== EXTRACTED MATERIAL ==
==========

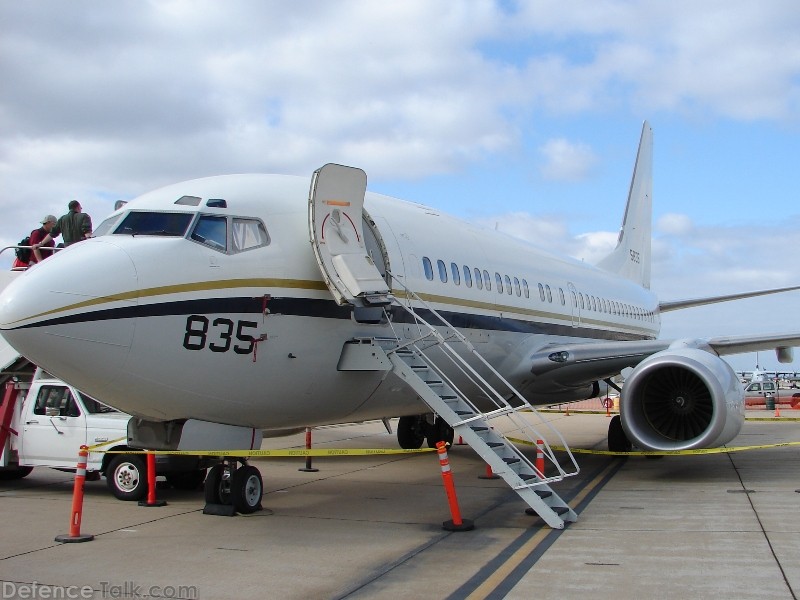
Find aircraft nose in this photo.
[0,238,137,384]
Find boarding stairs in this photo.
[308,163,578,529]
[350,282,578,529]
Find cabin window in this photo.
[92,215,120,237]
[464,265,472,287]
[191,215,228,252]
[231,217,269,252]
[114,211,194,237]
[436,260,447,283]
[422,256,433,281]
[450,263,461,285]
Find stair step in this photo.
[525,506,569,516]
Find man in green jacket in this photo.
[57,200,92,247]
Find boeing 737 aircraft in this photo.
[0,123,800,527]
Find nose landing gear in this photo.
[203,458,264,516]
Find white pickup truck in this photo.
[0,368,216,500]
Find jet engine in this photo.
[620,348,744,450]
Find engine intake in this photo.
[620,348,744,450]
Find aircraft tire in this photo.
[106,454,147,501]
[203,464,231,504]
[231,465,264,515]
[0,467,33,481]
[397,416,425,450]
[425,417,455,448]
[608,415,633,452]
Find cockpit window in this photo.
[231,217,269,252]
[114,212,194,237]
[192,215,228,252]
[92,215,119,237]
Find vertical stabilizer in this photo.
[597,121,653,289]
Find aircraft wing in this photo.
[658,285,800,313]
[526,333,800,386]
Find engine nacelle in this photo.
[620,348,744,450]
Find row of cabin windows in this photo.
[422,256,552,304]
[422,256,655,322]
[572,292,655,323]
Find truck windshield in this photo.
[81,393,119,414]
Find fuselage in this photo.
[0,175,660,429]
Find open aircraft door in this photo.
[308,163,392,307]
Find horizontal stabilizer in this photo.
[658,285,800,313]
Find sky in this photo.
[0,0,800,370]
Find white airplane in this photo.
[0,123,800,518]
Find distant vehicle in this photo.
[744,378,800,408]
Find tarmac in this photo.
[0,410,800,600]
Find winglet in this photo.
[597,121,653,289]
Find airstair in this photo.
[384,282,578,529]
[309,164,578,529]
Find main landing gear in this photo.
[203,458,264,516]
[397,413,454,450]
[608,415,633,452]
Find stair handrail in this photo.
[387,272,580,477]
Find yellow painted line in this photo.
[90,448,436,458]
[467,462,617,600]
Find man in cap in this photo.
[37,200,92,248]
[56,200,92,247]
[31,215,58,264]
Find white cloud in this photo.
[539,138,597,181]
[655,213,694,236]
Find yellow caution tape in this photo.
[88,437,128,452]
[89,448,436,458]
[508,438,800,456]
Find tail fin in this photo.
[597,121,653,289]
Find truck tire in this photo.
[0,467,33,481]
[106,454,147,501]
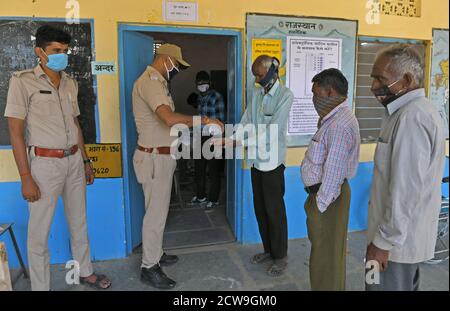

==========

== TASK PROMPT ==
Rescale the records from the line with "Find cabin window in this photo." to the line with "[467,462,617,600]", both included, and give back only those lines, requests and all. Multiply every box coordinate in the answers by 1.4 and round each to a whole number, rounding halves up.

== OUTPUT ==
Find cabin window in this photo.
[129,301,168,332]
[650,371,661,402]
[267,301,319,353]
[323,304,377,353]
[160,295,272,332]
[610,364,626,396]
[591,358,606,393]
[630,368,645,399]
Find stair step in this photo.
[735,708,797,722]
Find man in green jacket in this photo.
[80,280,129,346]
Find boeing 737 aircraft in this photo.
[0,172,1120,738]
Find nose landing gear in this photo.
[284,641,370,722]
Find white pickup truck in this photo.
[0,515,302,700]
Find jet engine in this photo.
[868,487,1042,630]
Find engine intake in this photo.
[868,487,1042,630]
Find aircraft tire in this photo.
[148,636,206,701]
[284,650,323,706]
[323,651,370,721]
[0,654,46,673]
[556,582,595,630]
[595,584,637,627]
[851,581,886,633]
Find cockpit window in this photo.
[323,304,377,353]
[160,297,272,332]
[269,301,319,353]
[129,301,167,332]
Find vertical stabilizer in this photo.
[836,169,914,405]
Find aircraft wing in this photo.
[921,399,1120,438]
[736,466,1120,540]
Find engine nacelle in this photo.
[868,487,1042,630]
Find row of cabin windows in this photo.
[591,358,773,426]
[591,358,917,451]
[801,409,917,452]
Find truck windshield in this photo.
[113,550,167,580]
Find fuselage in this photo.
[0,245,924,601]
Find open aircraft door in this photo.
[431,228,549,430]
Find horizontal stabilizer in this photo.
[921,399,1120,438]
Find sky in this photo.
[0,0,1120,518]
Find white airplane in this photo.
[0,172,1120,725]
Find distant vehicle in this photo.
[1042,529,1120,571]
Find tarmac in this photo.
[0,574,1120,840]
Find winglet in this photo.
[836,169,914,405]
Find airstair in this photo.
[538,395,809,741]
[433,230,809,741]
Find main landing gear in this photo.
[284,641,370,722]
[556,578,636,630]
[851,581,886,633]
Find stair handrail in this photo.
[542,381,812,668]
Find yellow painted line in this photo.
[126,627,610,641]
[654,647,864,840]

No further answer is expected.